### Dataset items
Segment Open

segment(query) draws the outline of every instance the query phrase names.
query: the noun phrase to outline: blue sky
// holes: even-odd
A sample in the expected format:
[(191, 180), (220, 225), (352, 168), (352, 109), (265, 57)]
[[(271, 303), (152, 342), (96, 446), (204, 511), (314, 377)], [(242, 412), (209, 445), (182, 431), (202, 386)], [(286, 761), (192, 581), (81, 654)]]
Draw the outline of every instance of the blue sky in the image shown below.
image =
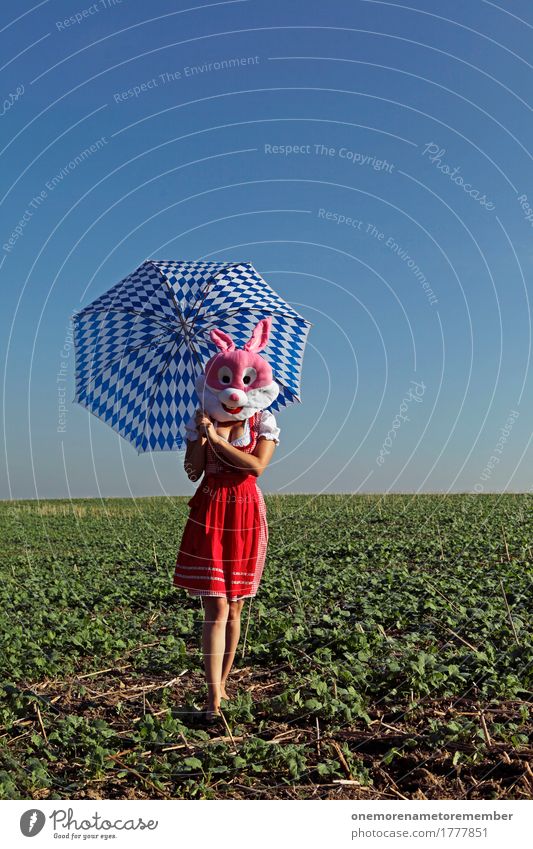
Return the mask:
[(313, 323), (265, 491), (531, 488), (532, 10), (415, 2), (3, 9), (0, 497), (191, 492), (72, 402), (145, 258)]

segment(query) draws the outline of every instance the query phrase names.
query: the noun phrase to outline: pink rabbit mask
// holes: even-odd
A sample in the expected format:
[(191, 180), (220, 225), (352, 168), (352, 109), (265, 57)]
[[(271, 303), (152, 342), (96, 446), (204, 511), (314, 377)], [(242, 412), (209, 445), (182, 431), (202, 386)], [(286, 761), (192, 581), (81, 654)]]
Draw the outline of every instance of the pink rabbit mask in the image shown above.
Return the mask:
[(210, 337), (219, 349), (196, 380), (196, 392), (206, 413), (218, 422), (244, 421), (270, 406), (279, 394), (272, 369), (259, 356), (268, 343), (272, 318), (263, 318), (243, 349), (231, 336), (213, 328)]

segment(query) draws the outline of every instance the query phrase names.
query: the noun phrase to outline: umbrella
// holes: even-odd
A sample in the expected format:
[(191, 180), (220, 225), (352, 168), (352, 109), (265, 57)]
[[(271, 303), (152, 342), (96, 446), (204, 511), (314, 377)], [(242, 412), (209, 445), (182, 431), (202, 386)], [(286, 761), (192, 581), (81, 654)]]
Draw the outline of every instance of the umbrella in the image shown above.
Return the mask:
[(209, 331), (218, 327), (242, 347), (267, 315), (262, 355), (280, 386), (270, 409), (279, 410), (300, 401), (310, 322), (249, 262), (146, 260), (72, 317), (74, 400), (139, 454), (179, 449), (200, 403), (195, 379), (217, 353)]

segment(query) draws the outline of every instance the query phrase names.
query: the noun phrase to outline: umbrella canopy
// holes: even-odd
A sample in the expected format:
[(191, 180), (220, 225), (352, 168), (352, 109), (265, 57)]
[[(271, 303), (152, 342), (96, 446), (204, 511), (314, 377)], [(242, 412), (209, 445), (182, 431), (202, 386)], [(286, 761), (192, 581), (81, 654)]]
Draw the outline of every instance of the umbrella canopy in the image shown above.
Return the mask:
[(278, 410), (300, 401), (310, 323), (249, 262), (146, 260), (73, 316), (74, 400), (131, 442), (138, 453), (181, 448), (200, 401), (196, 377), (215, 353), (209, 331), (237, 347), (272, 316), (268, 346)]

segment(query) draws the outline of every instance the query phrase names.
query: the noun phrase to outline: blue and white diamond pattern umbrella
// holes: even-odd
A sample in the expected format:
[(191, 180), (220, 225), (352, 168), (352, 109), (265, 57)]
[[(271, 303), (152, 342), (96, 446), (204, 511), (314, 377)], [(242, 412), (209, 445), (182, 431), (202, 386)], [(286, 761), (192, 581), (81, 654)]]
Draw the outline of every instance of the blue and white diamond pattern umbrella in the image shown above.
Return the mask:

Segment Closed

### WORK TO BE COMPLETED
Every line above with the string "image" in it needs to be copied.

### SOLVED EXERCISE
Draw the outline of every instance of the blue sky in the image shown below.
image =
Draw the outline of every instance of the pink rabbit mask in the image shown above.
Draw the outline of every instance of the umbrella in the image shown above.
Draw the outline of every instance of the umbrella canopy in the image shown above.
Draw the outline of every instance of the blue and white diamond pattern umbrella in the image shown above.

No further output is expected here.